■ **Passage**

# Trait Breton horse



## SatansLittleHelper (26 October 2013)

I wondered if anyone on here may know how we could locate a Trait Breton stallion at stud?? There dont seem to be any in the Uk...would we have to use AI??
Thanks in advance x


----------



## Rollin (26 October 2013)

Through the French National Stud - which is actually several studs.  I need to look up the name but in Brittany, they used to have Breton stallions.

I will ask but won't reply till Monday.


----------



## SatansLittleHelper (26 October 2013)

Oh thank you so very much


----------



## Rollin (29 October 2013)

Not forgotten you.  I have emailed but may not get a reply for a few days.


----------



## SatansLittleHelper (1 November 2013)

Most appreciated x


----------



## Rollin (2 November 2013)

Hello again,

I have a reply from Director of National Stud, he has forwarded your request to THE person for Trait Breton stud book.  I will keep you informed.  It does take time for things to work their way through.


----------



## Rollin (4 November 2013)

I have a nice friendly reply from the Syndicate who preserve the Breton.  Can you pm me your email address and I will forward details.

It seems this person speaks some English but always best to keep language simple.  They want to know if you have a preference for height colour etc.

If you have any problems you can ask me again.


----------



## SatansLittleHelper (4 November 2013)

Thank you massively...I have sent you a PM


----------



## Rollin (4 November 2013)

I have emailed you.  Found four stallions.  As a Rare Breed breeder (500 CB's and only 5,000 Shagya's worldwide) I have a lot of enthusiasm for your project.

Please keep all of us informed of your progress.  Good luck.


----------



## trait1 (24 February 2014)

hi my name is tracie and I own a Breton mare and we are in the process of having her inseminated with a stallion at the national stud in france,like you I found there is no stallion in uk so ai is the only way to go and it is easy to sort once you know what your doing,if you would like any advice or just a chat about anything I would love to hear from another Breton owner


----------



## SatansLittleHelper (24 February 2014)

Hi Tracie...I will PM  you later


----------



## trait1 (24 February 2014)

[Dataset rows showing where objects appear]
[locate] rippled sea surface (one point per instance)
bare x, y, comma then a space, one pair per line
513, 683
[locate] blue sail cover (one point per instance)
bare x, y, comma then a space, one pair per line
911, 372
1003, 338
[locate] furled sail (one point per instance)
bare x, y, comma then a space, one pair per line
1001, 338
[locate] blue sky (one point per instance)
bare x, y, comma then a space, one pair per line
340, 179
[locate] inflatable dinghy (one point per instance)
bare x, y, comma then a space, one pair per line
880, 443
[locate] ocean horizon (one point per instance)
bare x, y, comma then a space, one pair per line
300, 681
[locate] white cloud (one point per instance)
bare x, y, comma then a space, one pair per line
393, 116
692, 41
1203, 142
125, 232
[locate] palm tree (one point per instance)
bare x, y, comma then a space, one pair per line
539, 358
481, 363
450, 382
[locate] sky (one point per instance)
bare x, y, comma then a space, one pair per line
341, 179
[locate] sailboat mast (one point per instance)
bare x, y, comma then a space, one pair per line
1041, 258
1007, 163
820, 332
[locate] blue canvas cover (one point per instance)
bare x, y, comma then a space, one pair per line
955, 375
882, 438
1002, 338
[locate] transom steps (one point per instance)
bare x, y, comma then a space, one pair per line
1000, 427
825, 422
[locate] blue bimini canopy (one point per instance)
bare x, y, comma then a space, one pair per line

==

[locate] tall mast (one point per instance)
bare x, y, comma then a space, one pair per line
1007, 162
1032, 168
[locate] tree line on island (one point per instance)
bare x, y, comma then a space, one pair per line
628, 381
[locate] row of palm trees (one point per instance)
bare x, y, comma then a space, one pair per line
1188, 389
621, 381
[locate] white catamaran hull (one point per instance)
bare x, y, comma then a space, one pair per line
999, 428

■ **Objective A**
Print the part of the Trait Breton forum thread between "## Rollin (26" and "have Breton stallions.", inclusive.
■ **Objective B**
Proceed with the Trait Breton forum thread from the point where it stops.

■ **Answer A**
## Rollin (26 October 2013)

Through the French National Stud - which is actually several studs.  I need to look up the name but in Brittany, they used to have Breton stallions.

■ **Answer B**
SatansLittleHelper said:



			Hi Tracie...I will PM  you later    

Click to expand...

thats great


----------



## Trait Breton (10 March 2015)

SatansLittleHelper said:



			I wondered if anyone on here may know how we could locate a Trait Breton stallion at stud?? There dont seem to be any in the Uk...would we have to use AI??
Thanks in advance x
		
Click to expand...

Hi, I'm new here so I apologise if I'm supposed to do a welcome first.  I came across your thread.  I can assure you that there is at least one Trait Breton breeding stallion in England because I own him, and have done so for over 6 years.  He is rising 7 and I had him imported from France.  He is an amazing gentle guy.  I'm sorry you've had such a hard time finding one, I assume you have had your mare covered by now but I thought I would say 'Hello!' for future reference.

ATB


----------



## SatansLittleHelper (11 March 2015)

Actually no we haven't had her covered yet!! Would you PM me some details please?? X


----------



## Rollin (11 March 2015)

I hope you guys get together.  I am a great fan of all heavy horses, whichever side of the Channel.  If you manage a mating and foal, don't forget to post.


----------



## GemG (11 March 2015)

Ooo it's like blind date on here lol!


----------



## SatansLittleHelper (12 March 2015)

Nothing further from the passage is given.